EXERCISE DESCRIPTION: Working from the line that contains "the white cabinet" down to the last line below, repeat each line exactly.

---------- DATA FOR THIS EXERCISE

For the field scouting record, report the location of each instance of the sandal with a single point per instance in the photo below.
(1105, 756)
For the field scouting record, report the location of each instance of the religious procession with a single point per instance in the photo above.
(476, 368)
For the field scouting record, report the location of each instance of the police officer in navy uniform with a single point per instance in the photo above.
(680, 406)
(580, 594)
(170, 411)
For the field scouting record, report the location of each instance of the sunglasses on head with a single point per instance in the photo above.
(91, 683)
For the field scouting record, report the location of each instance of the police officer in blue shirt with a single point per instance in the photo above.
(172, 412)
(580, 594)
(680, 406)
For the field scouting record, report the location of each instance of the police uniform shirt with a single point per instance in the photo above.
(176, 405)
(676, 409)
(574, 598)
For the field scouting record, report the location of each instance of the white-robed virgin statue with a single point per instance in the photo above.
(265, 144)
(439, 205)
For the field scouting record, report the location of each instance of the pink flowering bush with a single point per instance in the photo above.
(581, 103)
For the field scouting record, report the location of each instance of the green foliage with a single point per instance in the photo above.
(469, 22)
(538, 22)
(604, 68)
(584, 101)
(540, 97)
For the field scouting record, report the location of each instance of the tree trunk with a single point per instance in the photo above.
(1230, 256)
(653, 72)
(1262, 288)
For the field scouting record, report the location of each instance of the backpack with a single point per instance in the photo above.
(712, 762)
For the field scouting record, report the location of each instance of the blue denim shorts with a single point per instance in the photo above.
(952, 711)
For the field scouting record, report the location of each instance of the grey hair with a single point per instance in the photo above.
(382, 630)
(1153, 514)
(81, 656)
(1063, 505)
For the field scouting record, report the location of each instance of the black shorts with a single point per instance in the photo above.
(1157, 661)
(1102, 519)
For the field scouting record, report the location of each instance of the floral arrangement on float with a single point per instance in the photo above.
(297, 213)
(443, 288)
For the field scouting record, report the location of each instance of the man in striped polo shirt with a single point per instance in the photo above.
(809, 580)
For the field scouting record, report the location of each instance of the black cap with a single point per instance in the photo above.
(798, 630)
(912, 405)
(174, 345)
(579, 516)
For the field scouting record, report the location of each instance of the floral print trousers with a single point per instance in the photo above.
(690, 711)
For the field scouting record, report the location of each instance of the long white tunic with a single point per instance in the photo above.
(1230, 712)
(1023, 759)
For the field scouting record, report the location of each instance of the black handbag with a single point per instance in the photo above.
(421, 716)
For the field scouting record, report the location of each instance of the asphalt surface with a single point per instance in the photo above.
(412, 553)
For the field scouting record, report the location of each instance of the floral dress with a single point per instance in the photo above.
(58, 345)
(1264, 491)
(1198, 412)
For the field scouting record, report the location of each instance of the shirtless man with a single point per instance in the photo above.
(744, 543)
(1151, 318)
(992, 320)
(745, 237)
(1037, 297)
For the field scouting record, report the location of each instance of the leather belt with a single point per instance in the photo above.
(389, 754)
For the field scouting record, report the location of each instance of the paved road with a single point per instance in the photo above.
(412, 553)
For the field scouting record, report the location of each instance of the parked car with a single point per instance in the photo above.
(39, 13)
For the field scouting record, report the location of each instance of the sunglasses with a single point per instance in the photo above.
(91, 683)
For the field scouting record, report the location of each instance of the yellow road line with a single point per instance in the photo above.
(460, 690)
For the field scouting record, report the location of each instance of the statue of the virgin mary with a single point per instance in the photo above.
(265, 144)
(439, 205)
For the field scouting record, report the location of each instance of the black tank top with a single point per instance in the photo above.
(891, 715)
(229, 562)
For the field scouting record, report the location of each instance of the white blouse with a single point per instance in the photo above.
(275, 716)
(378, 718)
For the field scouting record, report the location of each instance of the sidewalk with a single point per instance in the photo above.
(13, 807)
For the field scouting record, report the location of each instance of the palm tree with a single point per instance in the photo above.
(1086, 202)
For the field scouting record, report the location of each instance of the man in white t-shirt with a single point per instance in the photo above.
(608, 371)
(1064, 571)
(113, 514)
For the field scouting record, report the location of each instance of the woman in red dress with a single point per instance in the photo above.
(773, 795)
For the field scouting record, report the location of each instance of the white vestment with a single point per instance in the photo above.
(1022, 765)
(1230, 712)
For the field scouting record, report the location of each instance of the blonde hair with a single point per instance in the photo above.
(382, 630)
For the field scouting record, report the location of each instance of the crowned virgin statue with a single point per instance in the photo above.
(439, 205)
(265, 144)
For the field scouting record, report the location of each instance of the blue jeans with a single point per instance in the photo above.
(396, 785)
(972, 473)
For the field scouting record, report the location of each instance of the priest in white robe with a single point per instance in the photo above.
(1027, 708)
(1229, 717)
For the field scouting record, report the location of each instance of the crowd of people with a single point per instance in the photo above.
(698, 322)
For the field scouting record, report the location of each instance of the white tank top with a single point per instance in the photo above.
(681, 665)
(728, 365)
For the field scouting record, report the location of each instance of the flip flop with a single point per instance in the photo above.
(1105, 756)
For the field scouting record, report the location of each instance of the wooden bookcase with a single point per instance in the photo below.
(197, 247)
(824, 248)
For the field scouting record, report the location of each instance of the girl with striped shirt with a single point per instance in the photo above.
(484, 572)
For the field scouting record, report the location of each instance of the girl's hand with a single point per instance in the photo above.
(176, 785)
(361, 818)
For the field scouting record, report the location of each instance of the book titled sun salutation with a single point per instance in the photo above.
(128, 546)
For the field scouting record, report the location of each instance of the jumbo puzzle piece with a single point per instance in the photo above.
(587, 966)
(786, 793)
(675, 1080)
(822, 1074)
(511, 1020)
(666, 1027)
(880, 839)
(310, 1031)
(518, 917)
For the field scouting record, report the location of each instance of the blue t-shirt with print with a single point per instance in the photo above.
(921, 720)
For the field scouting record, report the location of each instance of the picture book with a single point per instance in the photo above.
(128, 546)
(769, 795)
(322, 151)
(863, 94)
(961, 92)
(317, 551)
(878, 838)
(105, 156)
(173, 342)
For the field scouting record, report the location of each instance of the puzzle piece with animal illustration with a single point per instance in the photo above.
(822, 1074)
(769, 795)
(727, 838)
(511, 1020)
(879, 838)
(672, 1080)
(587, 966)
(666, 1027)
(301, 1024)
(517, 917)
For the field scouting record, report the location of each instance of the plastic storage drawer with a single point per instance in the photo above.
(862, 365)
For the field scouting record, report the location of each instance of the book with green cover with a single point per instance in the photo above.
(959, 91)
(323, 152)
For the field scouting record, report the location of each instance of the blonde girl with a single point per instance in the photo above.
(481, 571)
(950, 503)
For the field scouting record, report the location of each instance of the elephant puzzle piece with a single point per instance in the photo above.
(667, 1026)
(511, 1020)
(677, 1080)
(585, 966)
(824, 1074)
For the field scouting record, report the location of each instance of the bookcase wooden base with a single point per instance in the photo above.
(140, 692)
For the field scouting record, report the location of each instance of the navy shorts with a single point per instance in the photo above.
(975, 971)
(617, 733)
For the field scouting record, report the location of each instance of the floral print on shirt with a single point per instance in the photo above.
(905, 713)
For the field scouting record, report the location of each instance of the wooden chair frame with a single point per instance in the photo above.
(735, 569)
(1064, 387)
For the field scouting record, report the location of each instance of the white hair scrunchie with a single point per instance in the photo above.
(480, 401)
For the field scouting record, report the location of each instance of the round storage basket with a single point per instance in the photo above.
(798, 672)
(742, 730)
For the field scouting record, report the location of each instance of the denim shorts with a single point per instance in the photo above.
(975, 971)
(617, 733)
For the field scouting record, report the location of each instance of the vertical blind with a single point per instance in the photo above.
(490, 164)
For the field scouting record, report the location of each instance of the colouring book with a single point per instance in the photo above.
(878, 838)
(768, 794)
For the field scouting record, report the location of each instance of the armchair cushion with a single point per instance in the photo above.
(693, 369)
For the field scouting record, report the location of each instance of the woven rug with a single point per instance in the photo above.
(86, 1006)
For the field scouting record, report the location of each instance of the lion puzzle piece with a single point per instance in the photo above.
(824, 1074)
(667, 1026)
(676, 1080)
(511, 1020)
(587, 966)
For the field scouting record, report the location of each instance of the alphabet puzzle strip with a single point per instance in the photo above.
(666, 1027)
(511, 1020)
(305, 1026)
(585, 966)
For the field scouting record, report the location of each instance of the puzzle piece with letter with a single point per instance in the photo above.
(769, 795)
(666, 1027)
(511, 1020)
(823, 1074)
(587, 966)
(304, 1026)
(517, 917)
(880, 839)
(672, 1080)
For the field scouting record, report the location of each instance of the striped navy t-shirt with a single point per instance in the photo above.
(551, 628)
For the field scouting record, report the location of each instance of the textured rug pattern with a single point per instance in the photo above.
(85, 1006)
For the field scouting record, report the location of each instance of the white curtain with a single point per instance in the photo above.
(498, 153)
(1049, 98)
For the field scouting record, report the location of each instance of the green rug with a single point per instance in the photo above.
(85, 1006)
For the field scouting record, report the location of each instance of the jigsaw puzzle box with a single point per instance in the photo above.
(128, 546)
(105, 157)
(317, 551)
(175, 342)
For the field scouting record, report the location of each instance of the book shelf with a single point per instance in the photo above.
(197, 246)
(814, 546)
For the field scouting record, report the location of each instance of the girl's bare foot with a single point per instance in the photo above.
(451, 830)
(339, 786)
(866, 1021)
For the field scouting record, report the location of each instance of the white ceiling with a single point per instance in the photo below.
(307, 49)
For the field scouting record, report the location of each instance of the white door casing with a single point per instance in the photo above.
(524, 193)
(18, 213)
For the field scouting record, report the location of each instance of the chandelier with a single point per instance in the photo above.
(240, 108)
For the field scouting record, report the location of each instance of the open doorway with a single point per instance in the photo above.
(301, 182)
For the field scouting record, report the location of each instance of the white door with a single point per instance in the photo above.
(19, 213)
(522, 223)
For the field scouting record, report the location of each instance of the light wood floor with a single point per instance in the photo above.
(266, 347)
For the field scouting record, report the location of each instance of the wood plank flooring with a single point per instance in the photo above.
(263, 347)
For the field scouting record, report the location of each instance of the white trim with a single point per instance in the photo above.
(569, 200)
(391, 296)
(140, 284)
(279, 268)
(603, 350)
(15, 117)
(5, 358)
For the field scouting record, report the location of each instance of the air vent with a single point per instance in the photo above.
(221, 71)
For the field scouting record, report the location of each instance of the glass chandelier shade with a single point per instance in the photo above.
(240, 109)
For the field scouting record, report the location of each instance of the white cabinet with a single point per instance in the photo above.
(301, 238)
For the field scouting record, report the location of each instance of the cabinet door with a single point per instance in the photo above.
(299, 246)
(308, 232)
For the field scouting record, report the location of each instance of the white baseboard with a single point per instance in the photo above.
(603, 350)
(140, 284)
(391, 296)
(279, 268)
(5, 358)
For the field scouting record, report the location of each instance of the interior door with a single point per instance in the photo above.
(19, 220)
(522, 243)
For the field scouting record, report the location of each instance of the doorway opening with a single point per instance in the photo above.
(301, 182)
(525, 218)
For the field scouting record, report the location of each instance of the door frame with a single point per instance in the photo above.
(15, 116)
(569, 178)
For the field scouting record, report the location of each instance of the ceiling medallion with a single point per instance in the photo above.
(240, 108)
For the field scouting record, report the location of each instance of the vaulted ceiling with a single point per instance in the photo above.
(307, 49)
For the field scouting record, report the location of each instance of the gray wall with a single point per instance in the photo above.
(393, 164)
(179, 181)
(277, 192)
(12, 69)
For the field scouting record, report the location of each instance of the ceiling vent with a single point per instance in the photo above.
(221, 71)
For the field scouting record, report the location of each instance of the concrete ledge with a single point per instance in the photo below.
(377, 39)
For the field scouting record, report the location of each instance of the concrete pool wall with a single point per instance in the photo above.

--------------------

COMPLETE OUTPUT:
For the field scouting record, report the location of each instance of the white cabinet with a single point per instance in the photo above.
(301, 238)
For the field scouting record, report the location of each instance of the cabinet door with a single point per instance in the photo above.
(299, 246)
(308, 232)
For the field scouting record, report the location of each instance of the white baseboard with a single point per instance in the photo above.
(603, 350)
(140, 284)
(391, 296)
(279, 268)
(5, 358)
For the field scouting record, report the location of each instance of the interior door with a single point per instance in the photo above.
(19, 220)
(522, 243)
For the field scouting record, report the location of each instance of the doorway opening with a single point per instance in the photo above.
(301, 182)
(525, 218)
For the field scouting record, report the location of each instance of the door frame with a single point per instance in the photo above.
(15, 116)
(569, 178)
For the field scouting record, report the location of each instance of the ceiling medallion with a single point per instance in the photo above.
(240, 108)
For the field scouting record, report the location of each instance of the vaulted ceiling with a single point per instance in the photo above.
(307, 49)
For the field scouting record, report the location of each instance of the gray wall with a single point per instance in the photo above.
(393, 164)
(179, 181)
(277, 192)
(12, 69)
For the field scouting record, report the location of each instance of the ceiling vent with a single point per instance in the photo above.
(221, 71)
For the field scouting record, report the location of each instance of the concrete ledge with a single point per instance in the photo below.
(377, 39)
For the field scouting record, report the location of each instance of the concrete pool wall with a single point per instance in the photo above.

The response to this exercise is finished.